#### Short task 1
Answer these questions about the analysis script, each on its own line and marked like the question.
(a) Which library is imported under the alias sns?
(b) What path is assigned to input_file?
(c) Which four names does the script pass to find_column when it looks for the country column?

#### Text segment

In [None]:
# -*- coding: utf-8 -*-
"""
LANGUAGE HEGEMONY ANALYSIS: ENGLISH DOMINANCE IN GLOBAL ACADEMIC PUBLISHING
Comparative Assessment of Linguistic Inequality Between Global North and Global South
"""

# --- Import Libraries ---
import pandas as pd
import matplotlib.pyplot as plt
import seaborn as sns
import os
from IPython.display import display

# --- Define Relative Paths (relative to notebooks/) ---
input_file = "../data/processed/processed_publications_for_mertonian_analysis.csv"
output_figures = "../output/figures"
output_tables = "../output/tables"

# Create output directories if they don't exist
os.makedirs(output_figures, exist_ok=True)
os.makedirs(output_tables, exist_ok=True)

# --- 1. Load Data ---
try:
    data = pd.read_csv(input_file)
    print("✅ Dataset successfully loaded.")
except FileNotFoundError:
    raise FileNotFoundError(f"File not found: {input_file}")

print(f"📊 Dataset dimensions: {data.shape[0]} observations × {data.shape[1]} variables")

# --- 2. Flexible Column Detection ---
def find_column(data, possible_names):
    for name in possible_names:
        if name in data.columns:
            return name
    return None

col_country = find_column(data, [
    'Negara_norm', 'Country', 'Nation', 'Affiliation_Country'
])

#### Short task 2
Recast part of the records as a Markdown table with the columns Row and Line, one line per row, and leave out blank lines. Begin at the line in the records that contains "green leaf -> outline each instance" and stop at the end of the records.

#### Records to use
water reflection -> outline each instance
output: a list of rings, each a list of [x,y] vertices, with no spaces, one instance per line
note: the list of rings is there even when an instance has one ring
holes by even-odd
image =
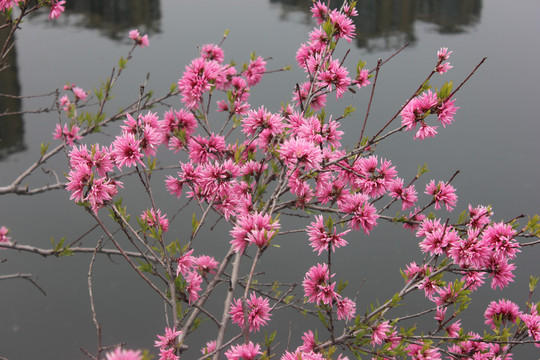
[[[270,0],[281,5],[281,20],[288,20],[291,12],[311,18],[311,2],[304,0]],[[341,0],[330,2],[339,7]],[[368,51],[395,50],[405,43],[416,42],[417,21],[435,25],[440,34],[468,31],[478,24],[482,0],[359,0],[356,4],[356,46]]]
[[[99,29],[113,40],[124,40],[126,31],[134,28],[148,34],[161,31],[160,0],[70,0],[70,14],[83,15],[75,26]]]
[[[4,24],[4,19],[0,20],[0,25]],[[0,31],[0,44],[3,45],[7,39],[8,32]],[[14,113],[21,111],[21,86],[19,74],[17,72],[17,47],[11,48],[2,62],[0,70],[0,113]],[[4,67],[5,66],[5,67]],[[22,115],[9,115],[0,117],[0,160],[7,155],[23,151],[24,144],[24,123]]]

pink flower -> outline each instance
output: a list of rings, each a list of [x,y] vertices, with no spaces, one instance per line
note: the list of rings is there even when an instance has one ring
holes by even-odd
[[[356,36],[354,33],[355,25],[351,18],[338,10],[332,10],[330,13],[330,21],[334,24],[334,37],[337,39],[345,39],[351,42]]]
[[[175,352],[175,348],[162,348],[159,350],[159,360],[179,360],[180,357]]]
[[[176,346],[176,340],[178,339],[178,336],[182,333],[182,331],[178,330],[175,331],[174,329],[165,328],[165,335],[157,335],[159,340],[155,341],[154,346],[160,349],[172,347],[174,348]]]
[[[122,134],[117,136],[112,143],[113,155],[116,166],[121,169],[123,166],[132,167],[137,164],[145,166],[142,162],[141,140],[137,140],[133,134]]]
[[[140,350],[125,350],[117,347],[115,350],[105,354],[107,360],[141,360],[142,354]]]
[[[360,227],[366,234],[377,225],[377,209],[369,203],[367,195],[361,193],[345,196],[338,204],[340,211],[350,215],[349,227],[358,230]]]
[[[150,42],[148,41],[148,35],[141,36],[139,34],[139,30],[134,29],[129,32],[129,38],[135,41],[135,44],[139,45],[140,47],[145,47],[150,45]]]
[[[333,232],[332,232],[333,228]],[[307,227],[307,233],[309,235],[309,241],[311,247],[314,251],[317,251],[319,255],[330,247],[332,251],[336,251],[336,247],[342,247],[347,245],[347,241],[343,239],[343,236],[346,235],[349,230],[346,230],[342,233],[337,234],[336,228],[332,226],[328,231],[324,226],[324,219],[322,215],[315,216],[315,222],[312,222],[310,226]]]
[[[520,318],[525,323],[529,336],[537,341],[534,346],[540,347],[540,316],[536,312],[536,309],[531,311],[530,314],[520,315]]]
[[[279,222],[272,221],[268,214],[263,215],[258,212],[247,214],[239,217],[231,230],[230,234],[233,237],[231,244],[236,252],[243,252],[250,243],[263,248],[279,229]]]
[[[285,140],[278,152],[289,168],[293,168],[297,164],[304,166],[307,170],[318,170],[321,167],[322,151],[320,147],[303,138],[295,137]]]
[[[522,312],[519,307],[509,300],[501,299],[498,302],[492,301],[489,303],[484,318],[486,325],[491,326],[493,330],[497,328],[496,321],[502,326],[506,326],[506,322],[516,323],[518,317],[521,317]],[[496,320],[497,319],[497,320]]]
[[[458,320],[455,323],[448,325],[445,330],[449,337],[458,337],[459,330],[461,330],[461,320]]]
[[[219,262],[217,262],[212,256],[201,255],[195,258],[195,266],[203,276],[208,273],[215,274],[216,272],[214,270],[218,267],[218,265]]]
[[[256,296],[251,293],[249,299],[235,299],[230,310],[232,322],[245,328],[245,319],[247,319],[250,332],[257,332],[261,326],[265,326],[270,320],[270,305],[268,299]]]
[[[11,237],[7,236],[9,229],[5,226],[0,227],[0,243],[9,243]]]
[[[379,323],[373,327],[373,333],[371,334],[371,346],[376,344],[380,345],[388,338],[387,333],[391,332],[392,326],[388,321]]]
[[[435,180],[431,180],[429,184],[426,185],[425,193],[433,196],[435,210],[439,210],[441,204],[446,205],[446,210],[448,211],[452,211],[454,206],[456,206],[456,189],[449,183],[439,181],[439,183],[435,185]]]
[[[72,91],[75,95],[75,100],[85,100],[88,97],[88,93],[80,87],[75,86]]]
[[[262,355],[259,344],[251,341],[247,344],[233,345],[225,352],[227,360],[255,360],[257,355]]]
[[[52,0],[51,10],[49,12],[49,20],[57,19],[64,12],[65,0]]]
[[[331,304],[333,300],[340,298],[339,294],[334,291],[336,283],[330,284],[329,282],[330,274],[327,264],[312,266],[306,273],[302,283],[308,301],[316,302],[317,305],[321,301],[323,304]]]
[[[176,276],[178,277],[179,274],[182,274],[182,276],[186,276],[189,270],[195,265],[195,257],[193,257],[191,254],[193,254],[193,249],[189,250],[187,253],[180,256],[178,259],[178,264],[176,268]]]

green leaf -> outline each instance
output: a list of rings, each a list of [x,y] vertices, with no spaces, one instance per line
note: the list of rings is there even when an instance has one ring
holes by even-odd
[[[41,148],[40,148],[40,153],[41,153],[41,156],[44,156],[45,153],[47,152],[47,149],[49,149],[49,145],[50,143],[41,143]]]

#### Complete answer 1
(a) seaborn
(b) ../data/processed/processed_publications_for_mertonian_analysis.csv
(c) 'Negara_norm', 'Country', 'Nation', 'Affiliation_Country'

#### Complete answer 2
| Row | Line |
|---|---|
| 1 | green leaf -> outline each instance |
| 2 | output: a list of rings, each a list of [x,y] vertices, with no spaces, one instance per line |
| 3 | note: the list of rings is there even when an instance has one ring |
| 4 | holes by even-odd |
| 5 | [[[41,148],[40,148],[40,153],[41,153],[41,156],[44,156],[45,153],[47,152],[47,149],[49,149],[49,145],[50,143],[41,143]]] |